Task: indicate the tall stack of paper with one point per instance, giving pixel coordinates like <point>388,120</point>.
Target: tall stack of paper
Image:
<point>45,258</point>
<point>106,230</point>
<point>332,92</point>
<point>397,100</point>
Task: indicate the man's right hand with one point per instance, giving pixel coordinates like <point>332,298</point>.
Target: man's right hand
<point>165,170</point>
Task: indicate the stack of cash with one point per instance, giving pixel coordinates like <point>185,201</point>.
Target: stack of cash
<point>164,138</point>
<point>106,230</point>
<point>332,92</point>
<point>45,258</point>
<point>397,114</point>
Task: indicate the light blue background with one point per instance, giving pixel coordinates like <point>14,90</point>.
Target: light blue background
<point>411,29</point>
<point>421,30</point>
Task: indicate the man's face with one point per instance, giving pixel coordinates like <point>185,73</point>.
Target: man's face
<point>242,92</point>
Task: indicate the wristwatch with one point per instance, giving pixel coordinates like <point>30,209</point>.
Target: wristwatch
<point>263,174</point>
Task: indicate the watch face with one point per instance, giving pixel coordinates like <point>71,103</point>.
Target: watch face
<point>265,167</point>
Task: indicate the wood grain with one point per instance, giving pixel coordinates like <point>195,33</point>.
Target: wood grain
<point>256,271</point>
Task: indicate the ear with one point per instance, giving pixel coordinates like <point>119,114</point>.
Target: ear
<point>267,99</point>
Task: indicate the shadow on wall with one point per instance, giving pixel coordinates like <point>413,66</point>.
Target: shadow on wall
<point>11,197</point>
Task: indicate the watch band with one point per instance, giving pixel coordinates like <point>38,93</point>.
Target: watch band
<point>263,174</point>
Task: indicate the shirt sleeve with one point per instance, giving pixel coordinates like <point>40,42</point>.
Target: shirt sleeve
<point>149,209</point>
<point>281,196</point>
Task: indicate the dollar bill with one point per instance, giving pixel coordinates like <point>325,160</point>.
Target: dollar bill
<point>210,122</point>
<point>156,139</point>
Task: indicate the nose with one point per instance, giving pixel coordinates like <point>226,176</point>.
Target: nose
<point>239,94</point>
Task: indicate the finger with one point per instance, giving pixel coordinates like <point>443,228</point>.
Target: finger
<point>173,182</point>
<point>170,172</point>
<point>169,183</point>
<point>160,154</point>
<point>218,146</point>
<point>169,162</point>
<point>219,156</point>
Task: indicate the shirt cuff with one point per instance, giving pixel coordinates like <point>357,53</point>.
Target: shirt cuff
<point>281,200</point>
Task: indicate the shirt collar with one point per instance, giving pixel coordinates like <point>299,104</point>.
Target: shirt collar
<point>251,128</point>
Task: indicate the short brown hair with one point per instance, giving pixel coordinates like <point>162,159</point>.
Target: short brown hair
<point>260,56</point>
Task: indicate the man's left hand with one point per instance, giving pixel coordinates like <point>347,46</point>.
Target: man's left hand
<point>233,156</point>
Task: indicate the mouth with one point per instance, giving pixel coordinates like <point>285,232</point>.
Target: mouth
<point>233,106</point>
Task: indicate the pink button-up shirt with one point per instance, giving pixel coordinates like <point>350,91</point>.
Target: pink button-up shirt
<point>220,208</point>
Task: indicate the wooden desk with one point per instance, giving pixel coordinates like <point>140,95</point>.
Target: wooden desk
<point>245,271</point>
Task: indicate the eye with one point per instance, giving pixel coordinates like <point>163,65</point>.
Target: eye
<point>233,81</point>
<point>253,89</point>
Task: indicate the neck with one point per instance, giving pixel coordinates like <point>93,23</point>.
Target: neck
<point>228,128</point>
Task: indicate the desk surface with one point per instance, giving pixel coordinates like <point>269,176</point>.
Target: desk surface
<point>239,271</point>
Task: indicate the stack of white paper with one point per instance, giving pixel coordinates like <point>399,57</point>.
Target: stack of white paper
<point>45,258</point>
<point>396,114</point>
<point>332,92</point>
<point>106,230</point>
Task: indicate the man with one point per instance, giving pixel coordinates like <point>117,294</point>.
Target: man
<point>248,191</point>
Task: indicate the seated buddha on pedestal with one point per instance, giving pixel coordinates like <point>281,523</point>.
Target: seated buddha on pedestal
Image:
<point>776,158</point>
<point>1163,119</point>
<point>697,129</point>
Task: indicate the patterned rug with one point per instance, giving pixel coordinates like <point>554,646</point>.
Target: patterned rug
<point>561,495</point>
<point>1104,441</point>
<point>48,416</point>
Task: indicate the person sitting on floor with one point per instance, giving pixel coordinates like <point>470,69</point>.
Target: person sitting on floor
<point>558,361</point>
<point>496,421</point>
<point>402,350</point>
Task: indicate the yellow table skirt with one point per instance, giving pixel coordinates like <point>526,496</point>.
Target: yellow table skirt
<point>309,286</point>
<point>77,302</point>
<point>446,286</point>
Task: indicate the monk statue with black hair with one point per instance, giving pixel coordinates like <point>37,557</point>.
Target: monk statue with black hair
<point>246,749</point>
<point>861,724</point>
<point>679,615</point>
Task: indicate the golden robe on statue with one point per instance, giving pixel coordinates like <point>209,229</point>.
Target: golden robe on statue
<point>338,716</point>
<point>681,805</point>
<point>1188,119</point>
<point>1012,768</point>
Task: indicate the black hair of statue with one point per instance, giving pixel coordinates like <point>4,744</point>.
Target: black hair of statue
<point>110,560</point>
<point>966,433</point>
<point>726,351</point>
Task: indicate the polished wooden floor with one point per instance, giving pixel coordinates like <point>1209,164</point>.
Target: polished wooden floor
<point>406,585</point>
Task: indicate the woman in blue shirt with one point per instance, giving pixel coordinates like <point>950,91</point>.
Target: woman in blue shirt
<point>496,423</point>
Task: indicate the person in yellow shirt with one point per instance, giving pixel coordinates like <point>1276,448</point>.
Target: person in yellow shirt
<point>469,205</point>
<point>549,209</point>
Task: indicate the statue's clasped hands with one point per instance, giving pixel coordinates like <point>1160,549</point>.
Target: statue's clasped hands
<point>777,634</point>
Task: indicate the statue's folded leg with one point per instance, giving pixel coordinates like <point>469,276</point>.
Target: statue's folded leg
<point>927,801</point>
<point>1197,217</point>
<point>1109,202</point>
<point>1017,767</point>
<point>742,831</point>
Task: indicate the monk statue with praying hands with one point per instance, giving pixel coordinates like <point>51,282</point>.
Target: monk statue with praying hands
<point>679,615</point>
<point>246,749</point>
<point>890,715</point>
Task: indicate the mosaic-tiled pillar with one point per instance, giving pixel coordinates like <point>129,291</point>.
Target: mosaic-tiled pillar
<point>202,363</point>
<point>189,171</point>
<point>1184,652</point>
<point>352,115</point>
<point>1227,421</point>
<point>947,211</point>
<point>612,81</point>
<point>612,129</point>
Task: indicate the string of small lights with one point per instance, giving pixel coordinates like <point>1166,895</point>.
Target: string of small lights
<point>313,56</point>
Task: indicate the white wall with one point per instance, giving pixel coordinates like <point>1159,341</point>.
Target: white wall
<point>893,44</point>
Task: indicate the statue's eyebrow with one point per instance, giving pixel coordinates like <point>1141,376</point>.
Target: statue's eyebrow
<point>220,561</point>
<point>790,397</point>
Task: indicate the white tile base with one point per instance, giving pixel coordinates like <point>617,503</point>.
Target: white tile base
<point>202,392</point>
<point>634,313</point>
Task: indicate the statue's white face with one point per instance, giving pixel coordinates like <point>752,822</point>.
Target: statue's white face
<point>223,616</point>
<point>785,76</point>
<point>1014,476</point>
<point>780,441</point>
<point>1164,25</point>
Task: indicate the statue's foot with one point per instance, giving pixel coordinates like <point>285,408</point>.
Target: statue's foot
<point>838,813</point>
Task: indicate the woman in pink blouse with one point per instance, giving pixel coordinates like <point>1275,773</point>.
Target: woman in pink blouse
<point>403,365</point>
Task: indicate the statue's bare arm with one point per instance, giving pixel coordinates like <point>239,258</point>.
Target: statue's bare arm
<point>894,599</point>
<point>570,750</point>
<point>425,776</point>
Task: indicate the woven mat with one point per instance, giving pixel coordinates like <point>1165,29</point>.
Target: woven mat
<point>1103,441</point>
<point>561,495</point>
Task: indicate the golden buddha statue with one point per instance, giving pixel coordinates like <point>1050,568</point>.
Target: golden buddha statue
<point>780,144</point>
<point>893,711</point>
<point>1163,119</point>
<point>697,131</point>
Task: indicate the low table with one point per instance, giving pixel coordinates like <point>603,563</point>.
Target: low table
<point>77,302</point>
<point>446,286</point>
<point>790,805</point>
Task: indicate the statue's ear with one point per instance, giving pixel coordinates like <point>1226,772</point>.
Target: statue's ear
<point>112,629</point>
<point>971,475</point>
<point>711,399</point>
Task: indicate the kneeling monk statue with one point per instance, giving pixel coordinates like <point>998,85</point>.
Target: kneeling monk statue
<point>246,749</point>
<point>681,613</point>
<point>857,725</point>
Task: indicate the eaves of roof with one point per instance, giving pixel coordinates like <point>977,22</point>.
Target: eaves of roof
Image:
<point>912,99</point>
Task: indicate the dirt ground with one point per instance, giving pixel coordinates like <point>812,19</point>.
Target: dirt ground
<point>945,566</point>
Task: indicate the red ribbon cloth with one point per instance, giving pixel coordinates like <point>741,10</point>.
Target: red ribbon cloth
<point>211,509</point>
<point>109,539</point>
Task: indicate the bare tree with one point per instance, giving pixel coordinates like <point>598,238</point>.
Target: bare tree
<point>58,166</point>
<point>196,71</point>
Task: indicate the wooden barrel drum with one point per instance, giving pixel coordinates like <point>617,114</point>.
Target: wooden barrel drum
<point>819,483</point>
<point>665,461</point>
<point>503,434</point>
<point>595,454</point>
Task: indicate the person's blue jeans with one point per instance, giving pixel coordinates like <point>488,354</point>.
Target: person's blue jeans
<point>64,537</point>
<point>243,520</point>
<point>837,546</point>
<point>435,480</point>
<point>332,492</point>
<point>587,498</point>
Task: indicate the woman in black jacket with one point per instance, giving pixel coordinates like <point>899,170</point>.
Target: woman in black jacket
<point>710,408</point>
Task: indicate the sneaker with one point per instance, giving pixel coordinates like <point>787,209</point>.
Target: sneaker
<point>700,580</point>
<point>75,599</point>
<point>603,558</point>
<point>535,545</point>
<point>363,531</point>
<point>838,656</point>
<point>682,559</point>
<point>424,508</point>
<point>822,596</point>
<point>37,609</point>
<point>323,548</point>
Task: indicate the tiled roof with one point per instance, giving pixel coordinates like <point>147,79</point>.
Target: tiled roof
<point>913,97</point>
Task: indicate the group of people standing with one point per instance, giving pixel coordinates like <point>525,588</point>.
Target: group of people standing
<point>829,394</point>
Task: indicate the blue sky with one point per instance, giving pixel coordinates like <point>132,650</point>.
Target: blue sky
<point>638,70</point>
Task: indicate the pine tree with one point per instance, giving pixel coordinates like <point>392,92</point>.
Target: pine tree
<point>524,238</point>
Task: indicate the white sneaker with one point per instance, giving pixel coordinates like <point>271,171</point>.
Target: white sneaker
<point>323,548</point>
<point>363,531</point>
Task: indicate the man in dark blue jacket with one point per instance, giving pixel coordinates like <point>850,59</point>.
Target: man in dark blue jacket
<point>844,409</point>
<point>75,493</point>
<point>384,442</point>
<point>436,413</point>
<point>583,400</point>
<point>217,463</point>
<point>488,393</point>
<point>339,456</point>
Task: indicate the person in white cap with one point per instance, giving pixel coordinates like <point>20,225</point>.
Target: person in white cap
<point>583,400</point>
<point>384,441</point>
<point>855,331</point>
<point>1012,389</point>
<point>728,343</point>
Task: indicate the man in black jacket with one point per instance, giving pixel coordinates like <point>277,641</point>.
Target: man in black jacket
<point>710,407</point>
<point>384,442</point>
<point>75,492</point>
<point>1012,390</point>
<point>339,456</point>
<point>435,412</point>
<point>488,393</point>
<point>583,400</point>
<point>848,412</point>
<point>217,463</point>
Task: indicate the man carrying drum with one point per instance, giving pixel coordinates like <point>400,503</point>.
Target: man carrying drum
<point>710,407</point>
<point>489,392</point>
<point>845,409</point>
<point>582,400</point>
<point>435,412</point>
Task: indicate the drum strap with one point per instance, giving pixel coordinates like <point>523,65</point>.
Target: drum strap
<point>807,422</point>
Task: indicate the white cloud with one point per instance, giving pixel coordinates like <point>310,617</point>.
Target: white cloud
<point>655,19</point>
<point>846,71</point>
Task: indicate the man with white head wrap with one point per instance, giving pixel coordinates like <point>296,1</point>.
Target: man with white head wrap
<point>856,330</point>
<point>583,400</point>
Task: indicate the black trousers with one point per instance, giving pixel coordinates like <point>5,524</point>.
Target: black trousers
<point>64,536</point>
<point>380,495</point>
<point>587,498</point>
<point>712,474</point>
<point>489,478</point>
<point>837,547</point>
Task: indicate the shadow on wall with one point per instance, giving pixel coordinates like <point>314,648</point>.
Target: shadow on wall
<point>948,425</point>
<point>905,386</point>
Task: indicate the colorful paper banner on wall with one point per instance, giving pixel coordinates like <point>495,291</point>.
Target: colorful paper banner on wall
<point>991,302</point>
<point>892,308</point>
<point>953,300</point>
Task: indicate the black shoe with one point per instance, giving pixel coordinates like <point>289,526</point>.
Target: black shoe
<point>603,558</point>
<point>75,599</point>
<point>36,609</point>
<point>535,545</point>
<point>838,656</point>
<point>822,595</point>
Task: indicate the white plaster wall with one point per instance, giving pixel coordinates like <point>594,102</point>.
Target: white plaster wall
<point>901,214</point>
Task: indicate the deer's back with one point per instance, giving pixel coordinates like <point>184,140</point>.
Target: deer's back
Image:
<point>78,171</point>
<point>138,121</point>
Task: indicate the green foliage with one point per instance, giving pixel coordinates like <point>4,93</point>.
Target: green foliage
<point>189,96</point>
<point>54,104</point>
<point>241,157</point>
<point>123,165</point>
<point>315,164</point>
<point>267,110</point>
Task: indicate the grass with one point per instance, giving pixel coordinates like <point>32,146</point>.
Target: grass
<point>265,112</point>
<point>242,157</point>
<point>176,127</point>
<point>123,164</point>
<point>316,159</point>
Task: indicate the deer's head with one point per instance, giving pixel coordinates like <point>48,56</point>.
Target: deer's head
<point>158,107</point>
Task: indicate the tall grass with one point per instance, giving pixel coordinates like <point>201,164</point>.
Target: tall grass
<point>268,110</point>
▬▬▬▬▬▬▬▬▬▬
- [Exercise instructions] Scale the listing above from its first line through the line that contains "<point>421,30</point>", copying every line, requests included. Multiply each answer's point coordinates by 1.8 and round them to whole numbers, halves up, but leave the numbers in the requests and their sample coordinates unchanged.

- [Result of the exercise]
Task: indicate the tall stack of paper with one point per instance, giving pixel coordinates like <point>388,120</point>.
Target: tall stack of paper
Image:
<point>81,464</point>
<point>191,414</point>
<point>598,166</point>
<point>715,180</point>
Task: indicate the man's right hand with one point per instance, giving pixel coordinates like <point>332,298</point>.
Target: man's right hand
<point>297,306</point>
Task: indicate the stack of cash with one point per instance, giving pixel coordinates like <point>185,201</point>.
Target: stack of cash
<point>295,248</point>
<point>191,414</point>
<point>598,166</point>
<point>81,464</point>
<point>715,205</point>
Task: indicate the light blue background with one point per instance, giving pixel coordinates like <point>14,90</point>.
Target: light blue background
<point>740,52</point>
<point>758,54</point>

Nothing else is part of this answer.